> _Task description_: Rewrite every line of the listing below, changing each "marker" to "pin" and leaving everything else as it is.

(Coordinate annotation entries)
━━━

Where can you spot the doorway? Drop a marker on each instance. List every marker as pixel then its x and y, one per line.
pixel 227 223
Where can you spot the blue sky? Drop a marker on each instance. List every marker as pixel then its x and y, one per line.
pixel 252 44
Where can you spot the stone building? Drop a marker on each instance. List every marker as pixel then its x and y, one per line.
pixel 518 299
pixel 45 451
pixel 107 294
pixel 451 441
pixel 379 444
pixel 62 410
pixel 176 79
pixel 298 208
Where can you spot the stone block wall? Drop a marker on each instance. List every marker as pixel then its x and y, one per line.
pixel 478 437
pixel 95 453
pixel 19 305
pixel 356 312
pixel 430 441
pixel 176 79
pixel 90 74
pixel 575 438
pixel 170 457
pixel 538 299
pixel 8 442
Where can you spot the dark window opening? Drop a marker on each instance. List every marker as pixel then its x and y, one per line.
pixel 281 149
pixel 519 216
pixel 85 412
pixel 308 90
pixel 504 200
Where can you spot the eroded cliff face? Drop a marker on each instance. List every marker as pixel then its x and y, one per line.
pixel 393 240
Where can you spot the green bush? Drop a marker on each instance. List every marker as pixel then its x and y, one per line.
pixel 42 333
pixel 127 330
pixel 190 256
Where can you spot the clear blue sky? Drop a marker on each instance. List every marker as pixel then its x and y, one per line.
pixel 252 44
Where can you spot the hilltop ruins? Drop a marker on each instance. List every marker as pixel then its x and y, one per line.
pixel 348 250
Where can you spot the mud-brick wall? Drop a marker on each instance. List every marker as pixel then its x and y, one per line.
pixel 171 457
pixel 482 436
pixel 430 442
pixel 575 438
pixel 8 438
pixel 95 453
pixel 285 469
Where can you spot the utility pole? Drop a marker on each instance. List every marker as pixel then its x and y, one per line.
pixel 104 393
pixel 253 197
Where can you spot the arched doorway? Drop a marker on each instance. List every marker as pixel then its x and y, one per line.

━━━

> _Full answer_:
Where can you spot the doorway? Drop a pin on each instance. List every pin as pixel then its x and y, one per line.
pixel 227 223
Where can you spot the blue sky? Drop a pin on each instance. List every pin as pixel then its x and y, one per line.
pixel 252 44
Where can you spot the stone building? Drop a pin on each instance. List every pin as pixel then its x and y, one per line.
pixel 518 299
pixel 45 451
pixel 107 294
pixel 451 441
pixel 379 444
pixel 62 410
pixel 176 79
pixel 298 208
Where can you spot the stone block wall? Drop a pin on each instance. List every pin as pixel then its x and y, one per line.
pixel 478 437
pixel 95 453
pixel 19 305
pixel 356 312
pixel 430 441
pixel 176 79
pixel 90 74
pixel 575 438
pixel 170 457
pixel 538 299
pixel 8 442
Where can you spot the dark window opening? Drop a pin on each instance. List every pin as pixel then its x and y, one per line.
pixel 281 149
pixel 519 216
pixel 85 412
pixel 308 90
pixel 504 200
Where can you spot the eroded cliff face? Drop a pin on each instance. List every pin as pixel then its x and y, one per line.
pixel 393 240
Where can you spot the green bush? Drop a pin on each instance. List every pin as pixel then its x and y, one per line.
pixel 42 333
pixel 127 330
pixel 190 256
Where can you spot the clear blue sky? Drop a pin on each instance. List every pin as pixel then its x and y, one per line.
pixel 252 44
Where can you spot the hilltop ruins? Drop a pin on each instance. List every pin as pixel then its x and y, one per line.
pixel 348 250
Where can you spot the mud-brick wall? Drop a pin on each instance. List every pin as pixel then its x and y, one per line.
pixel 171 457
pixel 482 436
pixel 430 442
pixel 575 438
pixel 8 438
pixel 95 453
pixel 285 469
Where can you spot the utility pole? Drop a pin on each instance. List every pin as pixel then its x and y, one per line.
pixel 104 393
pixel 253 197
Where can you spot the arched doorway? Drop a pin on each instance. List every pin as pixel then its x and y, one per line.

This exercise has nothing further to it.